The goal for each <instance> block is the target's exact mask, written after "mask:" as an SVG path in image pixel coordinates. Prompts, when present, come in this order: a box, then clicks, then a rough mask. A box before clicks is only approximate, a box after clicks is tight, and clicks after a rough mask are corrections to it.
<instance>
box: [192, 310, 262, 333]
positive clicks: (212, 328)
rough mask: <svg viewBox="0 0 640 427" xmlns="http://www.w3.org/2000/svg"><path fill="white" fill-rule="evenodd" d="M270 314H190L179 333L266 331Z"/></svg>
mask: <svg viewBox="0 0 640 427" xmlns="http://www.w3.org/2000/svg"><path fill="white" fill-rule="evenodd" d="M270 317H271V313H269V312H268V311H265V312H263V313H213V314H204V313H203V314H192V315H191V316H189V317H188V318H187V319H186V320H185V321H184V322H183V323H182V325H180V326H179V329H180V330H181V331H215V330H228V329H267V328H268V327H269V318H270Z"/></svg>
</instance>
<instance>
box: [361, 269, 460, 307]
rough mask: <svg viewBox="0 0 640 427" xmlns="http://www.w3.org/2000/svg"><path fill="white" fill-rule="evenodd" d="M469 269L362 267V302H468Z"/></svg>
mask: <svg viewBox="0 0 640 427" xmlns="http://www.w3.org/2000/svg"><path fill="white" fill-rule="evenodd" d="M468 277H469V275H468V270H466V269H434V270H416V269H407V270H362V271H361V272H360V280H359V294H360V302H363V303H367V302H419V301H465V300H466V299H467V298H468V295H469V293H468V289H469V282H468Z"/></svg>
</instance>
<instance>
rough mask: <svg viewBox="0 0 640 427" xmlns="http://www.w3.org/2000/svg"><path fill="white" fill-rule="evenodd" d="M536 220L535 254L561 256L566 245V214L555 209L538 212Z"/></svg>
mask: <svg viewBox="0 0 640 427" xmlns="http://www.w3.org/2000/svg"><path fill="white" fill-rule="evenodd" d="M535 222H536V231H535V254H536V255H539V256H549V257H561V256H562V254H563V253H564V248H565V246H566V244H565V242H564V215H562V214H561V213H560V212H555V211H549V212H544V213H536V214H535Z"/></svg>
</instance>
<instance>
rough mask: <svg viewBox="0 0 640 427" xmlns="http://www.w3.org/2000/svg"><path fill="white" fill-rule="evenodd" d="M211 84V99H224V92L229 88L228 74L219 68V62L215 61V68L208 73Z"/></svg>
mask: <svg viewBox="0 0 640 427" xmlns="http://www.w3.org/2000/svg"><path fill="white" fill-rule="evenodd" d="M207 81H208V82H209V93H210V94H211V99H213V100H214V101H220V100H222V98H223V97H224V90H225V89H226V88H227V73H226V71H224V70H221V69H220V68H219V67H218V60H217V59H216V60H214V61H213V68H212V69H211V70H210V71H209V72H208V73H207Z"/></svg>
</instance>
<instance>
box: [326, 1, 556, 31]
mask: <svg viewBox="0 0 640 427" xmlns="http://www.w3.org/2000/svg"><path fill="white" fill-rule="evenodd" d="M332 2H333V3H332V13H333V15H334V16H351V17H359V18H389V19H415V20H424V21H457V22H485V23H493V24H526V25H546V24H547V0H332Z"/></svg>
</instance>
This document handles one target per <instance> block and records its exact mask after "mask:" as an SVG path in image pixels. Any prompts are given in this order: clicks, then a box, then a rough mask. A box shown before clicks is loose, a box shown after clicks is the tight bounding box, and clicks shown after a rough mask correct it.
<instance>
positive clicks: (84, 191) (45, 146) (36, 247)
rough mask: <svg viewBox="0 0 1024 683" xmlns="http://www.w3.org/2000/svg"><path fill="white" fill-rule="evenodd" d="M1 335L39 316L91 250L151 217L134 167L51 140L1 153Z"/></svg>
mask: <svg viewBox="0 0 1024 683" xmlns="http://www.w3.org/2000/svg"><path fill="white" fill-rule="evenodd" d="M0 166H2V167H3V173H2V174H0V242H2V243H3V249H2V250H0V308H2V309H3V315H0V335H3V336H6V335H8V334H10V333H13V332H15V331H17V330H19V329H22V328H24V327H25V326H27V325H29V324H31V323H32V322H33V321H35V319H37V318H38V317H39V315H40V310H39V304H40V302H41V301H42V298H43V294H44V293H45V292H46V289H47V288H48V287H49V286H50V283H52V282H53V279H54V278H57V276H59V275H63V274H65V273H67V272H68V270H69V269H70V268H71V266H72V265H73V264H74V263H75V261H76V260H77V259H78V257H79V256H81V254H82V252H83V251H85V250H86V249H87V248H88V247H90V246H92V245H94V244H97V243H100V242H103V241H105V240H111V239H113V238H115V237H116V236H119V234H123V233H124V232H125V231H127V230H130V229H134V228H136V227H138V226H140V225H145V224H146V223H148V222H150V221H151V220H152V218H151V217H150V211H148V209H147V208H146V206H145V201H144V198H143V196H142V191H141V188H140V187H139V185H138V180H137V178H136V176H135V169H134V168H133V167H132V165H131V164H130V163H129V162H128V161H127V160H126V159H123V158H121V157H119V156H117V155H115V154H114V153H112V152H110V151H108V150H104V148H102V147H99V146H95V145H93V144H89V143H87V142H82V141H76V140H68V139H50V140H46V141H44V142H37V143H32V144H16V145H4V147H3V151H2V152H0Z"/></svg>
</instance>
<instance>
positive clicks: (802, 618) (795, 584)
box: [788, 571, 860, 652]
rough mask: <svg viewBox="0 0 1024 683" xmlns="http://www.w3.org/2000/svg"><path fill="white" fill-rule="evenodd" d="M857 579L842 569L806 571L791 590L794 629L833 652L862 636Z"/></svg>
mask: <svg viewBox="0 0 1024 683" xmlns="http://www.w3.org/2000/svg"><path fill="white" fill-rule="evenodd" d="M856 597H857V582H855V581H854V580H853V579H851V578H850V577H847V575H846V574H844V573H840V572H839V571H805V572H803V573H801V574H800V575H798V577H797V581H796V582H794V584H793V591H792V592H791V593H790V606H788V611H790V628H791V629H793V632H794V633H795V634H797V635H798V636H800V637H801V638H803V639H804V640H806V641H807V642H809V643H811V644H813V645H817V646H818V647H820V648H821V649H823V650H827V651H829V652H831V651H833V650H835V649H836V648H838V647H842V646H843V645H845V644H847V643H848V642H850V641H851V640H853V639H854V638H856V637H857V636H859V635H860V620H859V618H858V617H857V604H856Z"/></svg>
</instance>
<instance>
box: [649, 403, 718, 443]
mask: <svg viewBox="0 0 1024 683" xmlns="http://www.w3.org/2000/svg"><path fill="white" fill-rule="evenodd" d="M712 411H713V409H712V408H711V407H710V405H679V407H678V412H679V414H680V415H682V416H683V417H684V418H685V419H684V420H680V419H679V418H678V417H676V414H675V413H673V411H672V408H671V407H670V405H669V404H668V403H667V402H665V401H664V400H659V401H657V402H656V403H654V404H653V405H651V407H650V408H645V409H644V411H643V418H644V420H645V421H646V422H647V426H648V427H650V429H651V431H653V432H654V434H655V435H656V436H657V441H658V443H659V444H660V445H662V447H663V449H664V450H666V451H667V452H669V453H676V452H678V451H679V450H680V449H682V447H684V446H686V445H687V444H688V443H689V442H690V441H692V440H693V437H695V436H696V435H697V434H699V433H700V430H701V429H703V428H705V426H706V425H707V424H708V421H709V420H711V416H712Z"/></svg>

——————

§ TASK INSTRUCTIONS: Copy the data once more. Leave nothing out.

§ RESPONSE TO THE EXERCISE:
The goal for each <instance> block is the target's exact mask, written after "mask:" as an SVG path in image pixel coordinates. Prompts, when present, come in this order: a box, then clicks, then a rough mask. A box before clicks is only approximate, a box after clicks is tight, and clicks after a rough mask are corrections to it.
<instance>
box: [192, 310, 262, 333]
positive clicks: (212, 328)
rough mask: <svg viewBox="0 0 640 427" xmlns="http://www.w3.org/2000/svg"><path fill="white" fill-rule="evenodd" d="M270 314H190L179 333L266 331Z"/></svg>
mask: <svg viewBox="0 0 640 427" xmlns="http://www.w3.org/2000/svg"><path fill="white" fill-rule="evenodd" d="M270 317H271V313H269V312H268V311H265V312H263V313H213V314H204V313H203V314H192V315H191V316H189V317H188V318H187V319H186V320H185V321H184V322H183V323H182V325H180V326H179V329H180V330H181V331H215V330H228V329H267V328H268V327H269V318H270Z"/></svg>
</instance>
<instance>
box: [361, 269, 460, 307]
rough mask: <svg viewBox="0 0 640 427" xmlns="http://www.w3.org/2000/svg"><path fill="white" fill-rule="evenodd" d="M469 269L362 267V302H468Z"/></svg>
mask: <svg viewBox="0 0 640 427" xmlns="http://www.w3.org/2000/svg"><path fill="white" fill-rule="evenodd" d="M468 277H469V275H468V270H466V269H434V270H416V269H407V270H362V271H361V272H360V280H359V294H360V302H363V303H367V302H419V301H465V300H466V299H467V298H468V295H469V293H468V289H469V282H468Z"/></svg>
</instance>
<instance>
rough mask: <svg viewBox="0 0 640 427" xmlns="http://www.w3.org/2000/svg"><path fill="white" fill-rule="evenodd" d="M536 220L535 254L561 256L566 245V214L555 209L538 212Z"/></svg>
mask: <svg viewBox="0 0 640 427" xmlns="http://www.w3.org/2000/svg"><path fill="white" fill-rule="evenodd" d="M535 222H536V231H535V254H536V255H539V256H549V257H561V256H562V254H563V253H564V248H565V246H566V244H565V242H564V215H562V214H561V213H560V212H555V211H549V212H544V213H536V214H535Z"/></svg>
</instance>
<instance>
rough mask: <svg viewBox="0 0 640 427" xmlns="http://www.w3.org/2000/svg"><path fill="white" fill-rule="evenodd" d="M211 84V99H224V92L229 88L228 74L219 68V62L215 61V68L208 73Z"/></svg>
mask: <svg viewBox="0 0 640 427" xmlns="http://www.w3.org/2000/svg"><path fill="white" fill-rule="evenodd" d="M207 81H208V82H209V93H210V94H211V99H213V100H214V101H220V100H222V98H223V97H224V90H225V89H226V88H227V73H226V71H224V70H221V69H220V68H219V67H218V60H217V59H216V60H214V61H213V68H212V69H211V70H210V71H209V72H208V73H207Z"/></svg>
</instance>
<instance>
box: [326, 1, 556, 31]
mask: <svg viewBox="0 0 640 427" xmlns="http://www.w3.org/2000/svg"><path fill="white" fill-rule="evenodd" d="M332 2H333V3H332V13H333V15H334V16H351V17H359V18H389V19H415V20H424V21H457V22H485V23H493V24H526V25H546V24H547V0H332Z"/></svg>
</instance>
This document handles one target per <instance> block and records its exact mask after "mask:" as an SVG path in image pixels. Any prompts are given in this order: clicks, then a box, then a rough mask. A box shown before clicks is loose, a box shown after clicks is the tight bounding box, and clicks shown after a rough mask correct it.
<instance>
positive clicks: (84, 191) (45, 146) (36, 247)
rough mask: <svg viewBox="0 0 1024 683" xmlns="http://www.w3.org/2000/svg"><path fill="white" fill-rule="evenodd" d="M1 335L39 316L91 250L151 217L134 167L51 140L1 153Z"/></svg>
mask: <svg viewBox="0 0 1024 683" xmlns="http://www.w3.org/2000/svg"><path fill="white" fill-rule="evenodd" d="M0 166H2V167H3V173H2V174H0V242H2V243H3V249H2V250H0V308H2V309H3V315H0V335H3V336H6V335H8V334H10V333H13V332H15V331H17V330H19V329H22V328H24V327H25V326H27V325H29V324H31V323H32V322H33V321H35V319H37V318H38V317H39V315H40V310H39V304H40V302H41V301H42V298H43V294H44V293H45V292H46V289H47V288H48V287H49V286H50V283H52V282H53V279H54V278H57V276H59V275H63V274H65V273H67V272H68V270H69V269H70V268H71V266H72V265H73V264H74V263H75V261H76V260H77V259H78V257H79V256H81V254H82V252H83V251H85V250H86V249H87V248H88V247H90V246H92V245H94V244H97V243H100V242H103V241H105V240H111V239H113V238H115V237H116V236H119V234H123V233H124V232H125V231H127V230H130V229H134V228H136V227H138V226H140V225H145V224H146V223H148V222H150V221H151V220H152V218H151V217H150V211H148V209H147V208H146V206H145V201H144V198H143V196H142V191H141V188H140V187H139V185H138V180H137V178H136V176H135V169H134V168H133V167H132V165H131V164H130V163H129V162H128V161H127V160H126V159H123V158H121V157H119V156H117V155H115V154H114V153H112V152H110V151H108V150H104V148H102V147H99V146H95V145H93V144H89V143H87V142H82V141H76V140H68V139H50V140H46V141H44V142H37V143H32V144H16V145H4V147H3V151H2V152H0Z"/></svg>
</instance>
<instance>
positive clicks: (802, 618) (795, 584)
box: [788, 571, 860, 652]
rough mask: <svg viewBox="0 0 1024 683" xmlns="http://www.w3.org/2000/svg"><path fill="white" fill-rule="evenodd" d="M857 579L842 569L806 571L791 590L794 629L833 652L862 636Z"/></svg>
mask: <svg viewBox="0 0 1024 683" xmlns="http://www.w3.org/2000/svg"><path fill="white" fill-rule="evenodd" d="M856 597H857V582H855V581H854V580H853V579H851V578H850V577H847V575H846V574H844V573H840V572H839V571H805V572H803V573H801V574H800V575H798V577H797V581H796V582H794V584H793V591H792V592H791V593H790V606H788V611H790V628H791V629H793V632H794V633H795V634H797V635H798V636H800V637H801V638H803V639H804V640H806V641H807V642H809V643H811V644H813V645H817V646H818V647H820V648H821V649H823V650H827V651H829V652H831V651H833V650H835V649H836V648H838V647H842V646H843V645H845V644H847V643H848V642H850V641H851V640H853V639H854V638H856V637H857V636H859V635H860V620H859V618H858V617H857V604H856Z"/></svg>
</instance>
<instance>
box: [649, 403, 718, 443]
mask: <svg viewBox="0 0 1024 683" xmlns="http://www.w3.org/2000/svg"><path fill="white" fill-rule="evenodd" d="M712 411H713V409H712V408H711V407H710V405H679V407H678V412H679V414H680V415H682V416H683V417H684V418H685V419H684V420H680V419H679V418H678V417H676V414H675V413H673V411H672V408H671V407H670V405H669V404H668V403H667V402H665V401H664V400H659V401H657V402H656V403H654V404H653V405H651V407H650V408H645V409H644V411H643V418H644V420H645V421H646V422H647V426H648V427H650V429H651V431H653V432H654V434H655V435H656V436H657V441H658V443H659V444H660V445H662V447H663V449H664V450H666V451H667V452H669V453H676V452H678V451H679V450H680V449H682V447H684V446H686V445H687V444H688V443H689V442H690V441H692V440H693V437H695V436H696V435H697V434H699V433H700V430H701V429H703V428H705V426H706V425H707V424H708V421H709V420H711V416H712Z"/></svg>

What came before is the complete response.